Selected extract:
# What is the purpose of form 1221 ?



## fanta112 (Dec 26, 2015)

Hi guys,

I have heard people being requested of form 80 and 1221, and was wondering if I should upload both forms upfront. However, I haven't really found anything in form 1221 that is not already covered by form 80 (other than name written in native language..) so I'm curious, why would a CO ask for both forms? If 80 is for the purpose of character assessment, as suggested in DIBP website, what is 1221 for?

Is it a good practice to hand in both forms upon lodging a 189 application?

Many thanks !


----------



## ozbound12 (Mar 23, 2012)

Form 1221 appears to be for doing further character assessments, presumably through various security agencies such as ASIO. Not everyone is asked for it and there is no need to upload it unless you are asked for it by your CO. You may wish to complete it to have on hand in case you are asked for it, to speed up the process if you want, but it's not necessary.


----------



## fanta112 (Dec 26, 2015)

ozbound12 said:


> Form 1221 appears to be for doing further character assessments, presumably through various security agencies such as ASIO. Not everyone is asked for it and there is no need to upload it unless you are asked for it by your CO. You may wish to complete it to have on hand in case you are asked for it, to speed up the process if you want, but it's not necessary.


Thanks for the answer, ozbound12! - I think that would make sense. 

I've already got my 1221 filled but I think I'll hold off on uploading it until CO asks, as you suggested. But what do you think about form 80? It seems to be requested much more often than 1221. Uploading it upfront would likely avoid a CO request and lots of time caused by case being put on hold. What would be your advice?

Cheers


----------



## ozbound12 (Mar 23, 2012)

fanta112 said:


> Thanks for the answer, ozbound12! - I think that would make sense.

Written instruction: Can you extract the passage of the forum thread on form 1221 from "I've already got" to "be your advice?", copying it word for word?

Records from a data collection:

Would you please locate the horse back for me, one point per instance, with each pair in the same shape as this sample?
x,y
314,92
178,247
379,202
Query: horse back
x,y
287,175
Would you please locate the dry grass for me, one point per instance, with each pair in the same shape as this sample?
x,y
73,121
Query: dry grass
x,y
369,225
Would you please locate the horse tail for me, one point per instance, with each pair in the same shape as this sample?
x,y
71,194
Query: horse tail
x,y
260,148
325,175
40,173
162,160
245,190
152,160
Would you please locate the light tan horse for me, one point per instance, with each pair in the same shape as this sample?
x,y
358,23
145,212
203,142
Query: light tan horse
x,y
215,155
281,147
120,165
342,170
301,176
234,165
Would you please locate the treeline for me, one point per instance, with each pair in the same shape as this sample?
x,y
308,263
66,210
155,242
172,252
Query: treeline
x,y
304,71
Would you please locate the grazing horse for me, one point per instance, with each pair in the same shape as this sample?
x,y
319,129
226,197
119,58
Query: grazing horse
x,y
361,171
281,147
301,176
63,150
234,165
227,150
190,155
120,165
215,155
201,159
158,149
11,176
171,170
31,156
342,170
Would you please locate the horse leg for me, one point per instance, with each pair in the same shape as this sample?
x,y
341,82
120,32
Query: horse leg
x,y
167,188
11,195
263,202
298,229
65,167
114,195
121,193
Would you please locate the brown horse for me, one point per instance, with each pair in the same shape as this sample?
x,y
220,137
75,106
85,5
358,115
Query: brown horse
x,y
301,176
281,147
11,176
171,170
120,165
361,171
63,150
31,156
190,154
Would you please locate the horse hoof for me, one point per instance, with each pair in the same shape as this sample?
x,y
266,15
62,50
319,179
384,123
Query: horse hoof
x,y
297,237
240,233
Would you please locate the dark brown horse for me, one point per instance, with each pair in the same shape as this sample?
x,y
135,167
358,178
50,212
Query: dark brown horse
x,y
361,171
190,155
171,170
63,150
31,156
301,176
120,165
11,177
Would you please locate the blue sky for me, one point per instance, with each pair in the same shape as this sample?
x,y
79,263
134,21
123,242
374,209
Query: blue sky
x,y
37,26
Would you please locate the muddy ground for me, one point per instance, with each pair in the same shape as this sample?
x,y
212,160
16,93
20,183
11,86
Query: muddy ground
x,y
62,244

Solution for this problem:
I've already got my 1221 filled but I think I'll hold off on uploading it until CO asks, as you suggested. But what do you think about form 80? It seems to be requested much more often than 1221. Uploading it upfront would likely avoid a CO request and lots of time caused by case being put on hold. What would be your advice?